--- start ---
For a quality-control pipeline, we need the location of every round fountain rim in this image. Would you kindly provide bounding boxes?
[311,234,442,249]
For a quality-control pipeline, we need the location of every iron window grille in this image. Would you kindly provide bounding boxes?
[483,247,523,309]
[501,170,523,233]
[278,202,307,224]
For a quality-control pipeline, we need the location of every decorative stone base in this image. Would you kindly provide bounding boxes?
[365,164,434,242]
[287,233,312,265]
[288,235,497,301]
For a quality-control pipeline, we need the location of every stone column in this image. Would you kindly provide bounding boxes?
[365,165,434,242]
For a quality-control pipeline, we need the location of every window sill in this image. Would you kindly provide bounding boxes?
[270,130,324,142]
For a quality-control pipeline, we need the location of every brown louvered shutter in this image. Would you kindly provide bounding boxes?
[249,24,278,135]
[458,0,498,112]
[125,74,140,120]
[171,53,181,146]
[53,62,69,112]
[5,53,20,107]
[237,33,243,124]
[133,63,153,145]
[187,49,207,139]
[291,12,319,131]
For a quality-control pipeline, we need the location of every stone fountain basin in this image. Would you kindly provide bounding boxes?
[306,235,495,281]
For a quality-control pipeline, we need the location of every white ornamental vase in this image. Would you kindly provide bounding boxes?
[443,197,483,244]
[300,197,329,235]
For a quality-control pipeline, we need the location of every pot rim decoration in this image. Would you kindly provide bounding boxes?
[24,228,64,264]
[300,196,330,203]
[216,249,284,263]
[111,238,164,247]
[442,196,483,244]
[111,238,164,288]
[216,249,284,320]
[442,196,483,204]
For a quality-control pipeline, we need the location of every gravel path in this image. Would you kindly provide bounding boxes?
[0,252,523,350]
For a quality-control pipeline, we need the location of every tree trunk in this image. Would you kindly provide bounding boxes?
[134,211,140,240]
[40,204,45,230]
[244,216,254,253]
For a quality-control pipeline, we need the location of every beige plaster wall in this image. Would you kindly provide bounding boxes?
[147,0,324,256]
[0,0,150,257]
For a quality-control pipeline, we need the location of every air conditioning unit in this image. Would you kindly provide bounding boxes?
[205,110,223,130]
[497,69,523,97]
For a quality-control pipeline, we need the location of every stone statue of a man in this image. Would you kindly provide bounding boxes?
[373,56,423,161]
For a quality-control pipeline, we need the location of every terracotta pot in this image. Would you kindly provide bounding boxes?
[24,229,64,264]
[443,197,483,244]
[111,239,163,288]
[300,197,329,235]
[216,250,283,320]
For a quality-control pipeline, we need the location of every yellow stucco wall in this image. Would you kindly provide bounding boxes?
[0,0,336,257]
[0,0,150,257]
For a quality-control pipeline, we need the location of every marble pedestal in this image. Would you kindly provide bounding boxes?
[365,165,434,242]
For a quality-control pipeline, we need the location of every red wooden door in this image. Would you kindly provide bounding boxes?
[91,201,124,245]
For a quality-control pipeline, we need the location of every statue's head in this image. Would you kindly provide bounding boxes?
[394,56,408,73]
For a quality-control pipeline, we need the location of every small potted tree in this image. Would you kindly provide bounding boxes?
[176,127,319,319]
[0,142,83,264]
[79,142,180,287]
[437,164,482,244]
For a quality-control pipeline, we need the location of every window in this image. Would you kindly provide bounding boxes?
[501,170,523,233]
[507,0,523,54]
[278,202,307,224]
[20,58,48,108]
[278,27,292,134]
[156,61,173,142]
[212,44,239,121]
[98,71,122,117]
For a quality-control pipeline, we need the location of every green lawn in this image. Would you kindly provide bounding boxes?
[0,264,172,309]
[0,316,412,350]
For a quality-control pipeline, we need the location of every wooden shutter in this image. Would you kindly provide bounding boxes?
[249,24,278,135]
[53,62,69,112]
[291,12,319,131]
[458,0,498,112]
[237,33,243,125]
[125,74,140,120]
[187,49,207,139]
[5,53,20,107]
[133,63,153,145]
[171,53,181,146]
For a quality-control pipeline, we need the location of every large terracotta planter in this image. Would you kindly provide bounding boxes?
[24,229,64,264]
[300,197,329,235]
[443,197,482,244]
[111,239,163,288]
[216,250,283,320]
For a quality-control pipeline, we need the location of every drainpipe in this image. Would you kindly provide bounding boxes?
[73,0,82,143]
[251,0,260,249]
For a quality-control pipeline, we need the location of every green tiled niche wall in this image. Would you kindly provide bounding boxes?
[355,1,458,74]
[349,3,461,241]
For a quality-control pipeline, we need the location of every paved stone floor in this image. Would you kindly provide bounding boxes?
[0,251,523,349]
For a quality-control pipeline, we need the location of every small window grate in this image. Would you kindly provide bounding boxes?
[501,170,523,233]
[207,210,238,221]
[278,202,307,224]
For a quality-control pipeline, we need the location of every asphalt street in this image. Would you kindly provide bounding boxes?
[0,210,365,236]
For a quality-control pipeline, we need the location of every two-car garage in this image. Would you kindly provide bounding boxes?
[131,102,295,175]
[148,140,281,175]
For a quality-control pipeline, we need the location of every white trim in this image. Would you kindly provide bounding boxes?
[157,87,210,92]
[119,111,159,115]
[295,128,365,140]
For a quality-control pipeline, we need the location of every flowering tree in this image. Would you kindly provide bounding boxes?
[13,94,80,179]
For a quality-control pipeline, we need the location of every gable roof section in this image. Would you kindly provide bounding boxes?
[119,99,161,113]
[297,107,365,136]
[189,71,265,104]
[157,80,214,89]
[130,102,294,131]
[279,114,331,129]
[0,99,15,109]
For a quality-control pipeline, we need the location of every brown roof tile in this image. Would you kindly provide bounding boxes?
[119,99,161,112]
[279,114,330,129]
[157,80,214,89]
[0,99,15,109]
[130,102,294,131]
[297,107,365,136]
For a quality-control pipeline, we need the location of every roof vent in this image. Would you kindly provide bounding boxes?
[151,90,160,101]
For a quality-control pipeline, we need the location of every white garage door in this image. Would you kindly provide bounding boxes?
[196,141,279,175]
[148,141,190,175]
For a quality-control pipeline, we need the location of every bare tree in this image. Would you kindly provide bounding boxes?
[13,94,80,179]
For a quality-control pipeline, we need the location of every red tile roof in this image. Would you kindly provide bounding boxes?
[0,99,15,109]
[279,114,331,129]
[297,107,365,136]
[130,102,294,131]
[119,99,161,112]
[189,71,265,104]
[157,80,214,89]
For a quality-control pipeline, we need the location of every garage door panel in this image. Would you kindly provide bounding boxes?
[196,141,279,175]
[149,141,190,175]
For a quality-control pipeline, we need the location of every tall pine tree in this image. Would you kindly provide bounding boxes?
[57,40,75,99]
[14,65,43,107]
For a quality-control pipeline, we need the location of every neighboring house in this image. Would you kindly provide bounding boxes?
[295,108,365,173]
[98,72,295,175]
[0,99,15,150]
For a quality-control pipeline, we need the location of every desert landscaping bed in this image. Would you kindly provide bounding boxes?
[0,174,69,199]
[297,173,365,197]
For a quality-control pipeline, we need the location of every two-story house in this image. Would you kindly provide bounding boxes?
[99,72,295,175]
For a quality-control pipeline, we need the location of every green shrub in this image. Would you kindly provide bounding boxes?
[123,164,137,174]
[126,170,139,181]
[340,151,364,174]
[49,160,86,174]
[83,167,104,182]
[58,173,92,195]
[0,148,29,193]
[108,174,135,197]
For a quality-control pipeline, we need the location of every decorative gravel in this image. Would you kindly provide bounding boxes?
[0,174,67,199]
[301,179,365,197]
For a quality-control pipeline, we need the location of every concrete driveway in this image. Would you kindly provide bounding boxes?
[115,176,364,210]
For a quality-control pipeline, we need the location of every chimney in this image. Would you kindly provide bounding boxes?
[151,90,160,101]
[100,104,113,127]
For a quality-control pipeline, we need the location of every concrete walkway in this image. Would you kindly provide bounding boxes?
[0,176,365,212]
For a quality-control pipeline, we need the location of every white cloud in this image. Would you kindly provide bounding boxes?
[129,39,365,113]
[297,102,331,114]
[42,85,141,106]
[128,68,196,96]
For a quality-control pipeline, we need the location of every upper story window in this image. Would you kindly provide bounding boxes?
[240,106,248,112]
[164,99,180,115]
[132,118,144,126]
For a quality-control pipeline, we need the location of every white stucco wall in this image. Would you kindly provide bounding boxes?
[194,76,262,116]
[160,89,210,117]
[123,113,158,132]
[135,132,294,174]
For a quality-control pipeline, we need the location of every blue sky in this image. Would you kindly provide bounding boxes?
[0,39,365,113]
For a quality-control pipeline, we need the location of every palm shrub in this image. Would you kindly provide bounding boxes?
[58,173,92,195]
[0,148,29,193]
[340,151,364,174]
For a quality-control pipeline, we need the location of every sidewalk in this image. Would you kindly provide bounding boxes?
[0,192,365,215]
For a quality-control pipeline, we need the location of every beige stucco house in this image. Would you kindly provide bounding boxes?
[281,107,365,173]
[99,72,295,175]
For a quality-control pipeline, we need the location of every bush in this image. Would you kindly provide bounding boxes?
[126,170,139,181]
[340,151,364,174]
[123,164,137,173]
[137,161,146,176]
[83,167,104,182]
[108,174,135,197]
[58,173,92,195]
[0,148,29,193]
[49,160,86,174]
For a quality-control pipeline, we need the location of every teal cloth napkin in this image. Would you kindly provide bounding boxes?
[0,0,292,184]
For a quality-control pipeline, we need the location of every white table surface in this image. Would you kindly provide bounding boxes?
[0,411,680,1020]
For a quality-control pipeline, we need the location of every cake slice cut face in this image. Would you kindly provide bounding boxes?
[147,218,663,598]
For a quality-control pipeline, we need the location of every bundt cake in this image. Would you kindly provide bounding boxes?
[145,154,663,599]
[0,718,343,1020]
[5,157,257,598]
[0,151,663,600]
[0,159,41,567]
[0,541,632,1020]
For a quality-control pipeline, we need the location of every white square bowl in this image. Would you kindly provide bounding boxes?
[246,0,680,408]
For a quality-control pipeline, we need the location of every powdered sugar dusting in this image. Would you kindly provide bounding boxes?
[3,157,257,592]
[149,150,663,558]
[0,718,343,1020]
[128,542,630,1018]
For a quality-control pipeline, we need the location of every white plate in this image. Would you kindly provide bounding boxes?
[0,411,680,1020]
--- end ---
Set exercise – Could you rewrite the lines starting at the one containing "every concrete driveway" and ending at the one containing "[0,39,365,113]", with "upper story window" replaced by "second-floor window" and nothing else changed?

Result for this exercise –
For a quality-control pipeline, we need the location of every concrete driveway in this image. Would you kindly provide bounding boxes?
[115,176,364,210]
For a quality-control pipeline, we need the location of every chimney in this image. Would you kindly provide bounding boxes?
[151,90,160,101]
[100,104,113,127]
For a quality-control pipeline, we need the location of every concrete walkway in this image. Would you kindly provide bounding boxes?
[0,176,365,212]
For a quality-control pipeline, we need the location of every white cloud in this image. Would you kindly provide bounding boxes?
[129,39,365,113]
[297,102,331,114]
[42,85,141,106]
[128,68,196,96]
For a quality-control pipeline, we need the location of every second-floor window in this image. Would you kindly provide bounding boxes?
[240,106,248,112]
[164,99,180,115]
[132,118,144,126]
For a quality-control pipeline, we need the location of every white stucco wall in this image. Would you kindly provide bounding boxes?
[194,76,262,116]
[160,89,210,117]
[123,113,158,132]
[135,132,294,174]
For a quality-control pipeline, we need the location of every blue sky in this image. Would you kindly provide bounding boxes?
[0,39,365,113]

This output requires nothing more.